Render all the records below as a numbered list with one line per item and no blank lines. Leave the pictures out.

=== LISTED RECORDS ===

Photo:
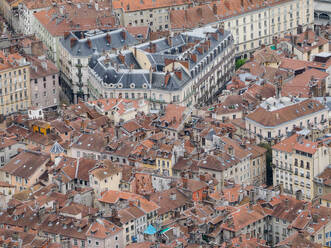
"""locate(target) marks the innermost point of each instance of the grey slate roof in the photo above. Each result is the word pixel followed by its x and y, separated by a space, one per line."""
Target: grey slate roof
pixel 99 42
pixel 114 71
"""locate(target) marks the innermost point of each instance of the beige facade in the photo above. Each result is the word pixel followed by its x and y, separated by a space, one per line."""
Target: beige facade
pixel 278 110
pixel 156 17
pixel 103 180
pixel 252 29
pixel 206 77
pixel 295 168
pixel 15 84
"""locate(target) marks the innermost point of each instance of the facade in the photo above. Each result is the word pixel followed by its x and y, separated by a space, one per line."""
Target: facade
pixel 296 162
pixel 120 110
pixel 252 23
pixel 8 149
pixel 15 83
pixel 75 51
pixel 24 170
pixel 44 81
pixel 103 233
pixel 105 178
pixel 304 45
pixel 186 69
pixel 276 117
pixel 141 13
pixel 50 25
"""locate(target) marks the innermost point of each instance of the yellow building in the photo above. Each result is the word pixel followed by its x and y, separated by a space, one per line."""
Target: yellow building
pixel 41 127
pixel 325 200
pixel 164 163
pixel 24 170
pixel 106 177
pixel 14 83
pixel 296 162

===

▶ THE SOLUTION:
1. Photo:
2. """locate(target) marks the innermost point of each instance of the grey slate roof in the photo above. Each result is the word pixel followed by its x and y, separated by a space, one per line."""
3. Target: grey slate roof
4. pixel 99 42
5. pixel 114 71
6. """locate(target) marks the innermost point of each instance of the beige facade in the photo above. Each result is the word pixel followed by its x and y, separated by a space, one per line."""
7. Target: beige facade
8. pixel 278 110
9. pixel 156 17
10. pixel 103 180
11. pixel 252 29
12. pixel 206 77
13. pixel 295 168
14. pixel 15 84
15. """locate(target) marks the innermost point of each instance of the facade in the photo above. Each result is the word pixel followed by its x and y, separated by a space, one per line."""
16. Target: facade
17. pixel 296 162
18. pixel 120 110
19. pixel 252 23
20. pixel 8 149
21. pixel 15 83
22. pixel 75 51
23. pixel 24 170
24. pixel 44 81
25. pixel 103 233
26. pixel 105 178
27. pixel 304 45
28. pixel 186 69
29. pixel 276 117
30. pixel 141 13
31. pixel 50 25
32. """locate(target) marks the innermost point of each instance of the yellow building in the photo above. Each result is the word pixel followed by its x and y, separated by a space, one per line."""
33. Target: yellow building
34. pixel 41 127
35. pixel 325 200
36. pixel 164 163
37. pixel 24 170
38. pixel 106 177
39. pixel 14 83
40. pixel 296 162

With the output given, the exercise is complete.